→ **Document section**
- - -
During the 1930s, Emma became one of the lead speakers for the International Red Aid (MOPR), travelling Russia giving fiery speeches protesting against racism, singing Spirituals and writing poems for Soviet newspapers.

On June 26th, 1932, Emma Harris, Coretti Arle-Titz, Robert “Bob” Ross and Robert Robinson gathered at Nikolayevsky Station to welcome twenty two Afro-American artists that were invited the Soviet Union to produce a film depicting Negro laborers in their difficult working conditions in the American South. The film, was based off Vladimir Mayakovsky’s 1925 poem, Black & White, which protested American racism and imperialism. The film was sponsored by the Comintern and was to be produced by the Russo-German film company Meschrabpom. Emma pushed towards the front of the crowd of government officials, writers and actors while shouting, “Bless God! Lord! I’m sure glad to see some Negroes! Welcome! Welcome! Welcome!”.
- - -
→ **Questions to answer**
1. Reproduce the part of the passage about Emma Harris starting at "During the 1930s, Emma" and ending at "for Soviet newspapers.".
2. Decide whether each statement below agrees with the passage about Emma Harris, answering yes or no and quoting the deciding words. (a) The Comintern sponsored the film. (b) Mayakovsky's poem Black & White was written in 1932. (c) The group met the arriving artists at Nikolayevsky Station.

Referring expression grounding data
- - -
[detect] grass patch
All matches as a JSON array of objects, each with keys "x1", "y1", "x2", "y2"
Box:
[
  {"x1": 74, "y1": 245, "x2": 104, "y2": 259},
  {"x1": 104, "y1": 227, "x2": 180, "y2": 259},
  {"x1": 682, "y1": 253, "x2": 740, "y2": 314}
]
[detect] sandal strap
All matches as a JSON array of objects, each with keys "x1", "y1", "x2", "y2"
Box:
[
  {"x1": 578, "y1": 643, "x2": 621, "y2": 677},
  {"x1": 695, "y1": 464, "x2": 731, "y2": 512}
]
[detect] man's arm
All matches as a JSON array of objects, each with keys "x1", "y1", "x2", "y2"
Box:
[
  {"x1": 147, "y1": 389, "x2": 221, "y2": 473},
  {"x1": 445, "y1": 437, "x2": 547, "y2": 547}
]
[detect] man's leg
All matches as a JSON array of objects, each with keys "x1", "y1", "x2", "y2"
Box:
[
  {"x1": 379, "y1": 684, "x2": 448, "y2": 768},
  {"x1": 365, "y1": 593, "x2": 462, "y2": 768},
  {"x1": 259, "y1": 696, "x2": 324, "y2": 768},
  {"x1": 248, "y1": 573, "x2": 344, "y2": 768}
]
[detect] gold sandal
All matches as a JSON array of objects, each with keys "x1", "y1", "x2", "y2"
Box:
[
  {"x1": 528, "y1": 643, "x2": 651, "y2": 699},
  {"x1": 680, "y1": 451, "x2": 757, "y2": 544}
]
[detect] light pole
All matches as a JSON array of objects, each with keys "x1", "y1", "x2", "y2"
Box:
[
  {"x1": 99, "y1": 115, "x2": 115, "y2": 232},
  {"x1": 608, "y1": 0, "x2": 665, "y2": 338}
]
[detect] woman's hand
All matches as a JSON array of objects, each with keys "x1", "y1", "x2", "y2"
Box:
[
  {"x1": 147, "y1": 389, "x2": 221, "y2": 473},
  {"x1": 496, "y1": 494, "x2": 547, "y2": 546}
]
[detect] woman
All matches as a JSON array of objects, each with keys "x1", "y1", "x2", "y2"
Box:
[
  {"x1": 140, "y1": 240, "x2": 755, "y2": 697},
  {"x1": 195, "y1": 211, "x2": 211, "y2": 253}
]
- - -
→ **Results of the exercise**
1.
During the 1930s, Emma became one of the lead speakers for the International Red Aid (MOPR), travelling Russia giving fiery speeches protesting against racism, singing Spirituals and writing poems for Soviet newspapers.

2.
(a) Yes: "The film was sponsored by the Comintern"
(b) No: "Vladimir Mayakovsky’s 1925 poem, Black & White"
(c) Yes: "gathered at Nikolayevsky Station to welcome twenty two Afro-American artists"